(Dataset entries)

- Opening Delimiter -

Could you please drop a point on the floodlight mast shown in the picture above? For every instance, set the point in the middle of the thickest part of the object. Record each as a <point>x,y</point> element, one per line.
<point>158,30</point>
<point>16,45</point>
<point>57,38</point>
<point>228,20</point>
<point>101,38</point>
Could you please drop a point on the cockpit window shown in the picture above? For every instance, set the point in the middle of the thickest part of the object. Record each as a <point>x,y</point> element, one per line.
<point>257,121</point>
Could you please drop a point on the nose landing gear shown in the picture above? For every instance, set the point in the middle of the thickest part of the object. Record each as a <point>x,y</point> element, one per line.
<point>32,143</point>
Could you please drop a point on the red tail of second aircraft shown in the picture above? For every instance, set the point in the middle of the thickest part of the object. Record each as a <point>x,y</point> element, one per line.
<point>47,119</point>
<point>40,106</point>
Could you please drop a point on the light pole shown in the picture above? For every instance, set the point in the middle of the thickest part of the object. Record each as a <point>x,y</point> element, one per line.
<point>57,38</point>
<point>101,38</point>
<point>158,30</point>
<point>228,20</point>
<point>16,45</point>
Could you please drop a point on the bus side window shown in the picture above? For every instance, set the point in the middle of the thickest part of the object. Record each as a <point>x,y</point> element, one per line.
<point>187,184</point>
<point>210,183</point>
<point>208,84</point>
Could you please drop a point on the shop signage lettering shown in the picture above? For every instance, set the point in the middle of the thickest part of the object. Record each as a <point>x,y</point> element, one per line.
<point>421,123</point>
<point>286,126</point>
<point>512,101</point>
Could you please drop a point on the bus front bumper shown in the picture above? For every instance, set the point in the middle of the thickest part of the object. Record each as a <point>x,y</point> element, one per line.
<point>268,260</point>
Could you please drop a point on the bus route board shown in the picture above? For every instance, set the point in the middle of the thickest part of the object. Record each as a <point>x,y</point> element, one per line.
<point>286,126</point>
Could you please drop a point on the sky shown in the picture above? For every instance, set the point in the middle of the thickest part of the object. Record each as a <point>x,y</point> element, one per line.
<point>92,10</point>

- Closing Delimiter -

Work order => Send back each record exactly, and include them all.

Solution below =>
Could you please drop a point on the floodlight mast shown in the picture above? For every instance, set the point in the middle of the thickest part of the object. Record each as a <point>x,y</point> element, one per line.
<point>158,30</point>
<point>16,45</point>
<point>57,38</point>
<point>228,20</point>
<point>101,38</point>
Could you please drop a point on the cockpit window shown in the picture above? For every instance, set the point in the middle of the thickest part of the object. Record each as a <point>x,y</point> element, one per line.
<point>257,121</point>
Could you please drop a point on the nose landing gear shown in the picture above? For every instance, set the point in the middle of the thickest part of the object. Record each as a <point>x,y</point> element, one per line.
<point>32,143</point>
Could you please drop a point on the red tail of second aircraft shown in the picture above? For every instance, set the point in the middle of the thickest part of the object. Record each as a <point>x,y</point> element, one per line.
<point>47,119</point>
<point>40,106</point>
Could you please drop a point on the light pole shown in the picture above? For every instance, set the point in the middle of the thickest part of the object. Record each as a <point>x,y</point> element, one per line.
<point>57,38</point>
<point>101,38</point>
<point>158,30</point>
<point>228,20</point>
<point>16,45</point>
Could you please drop a point on the bus side window shown in the picture above? For every instance, set the point in the middle of the thickest part of the object. Record each as a <point>x,y</point> element, one per line.
<point>187,184</point>
<point>210,183</point>
<point>208,84</point>
Could you please drop a point on the shop signage lettering shown in the picture above? For every instance, set the point in the middle of the thickest part of the object. Record each as a <point>x,y</point> element, one per line.
<point>421,123</point>
<point>286,126</point>
<point>512,101</point>
Could you please drop a point on the bus front bumper shown in the picture above? For every instance, set the point in the middle of the thickest part of the object. Record each as a <point>x,y</point> element, one per line.
<point>268,260</point>
Could you please drop a point on the bus route board shown in the picture above? For every instance, set the point in the middle of the thickest part of the object. Record each as a <point>x,y</point> element, one per line.
<point>286,126</point>
Could you please drop a point on the sky shown in the picture above? For every instance, set the point in the middle of the thickest part of the object. Record each as a <point>x,y</point> element, one per line.
<point>92,10</point>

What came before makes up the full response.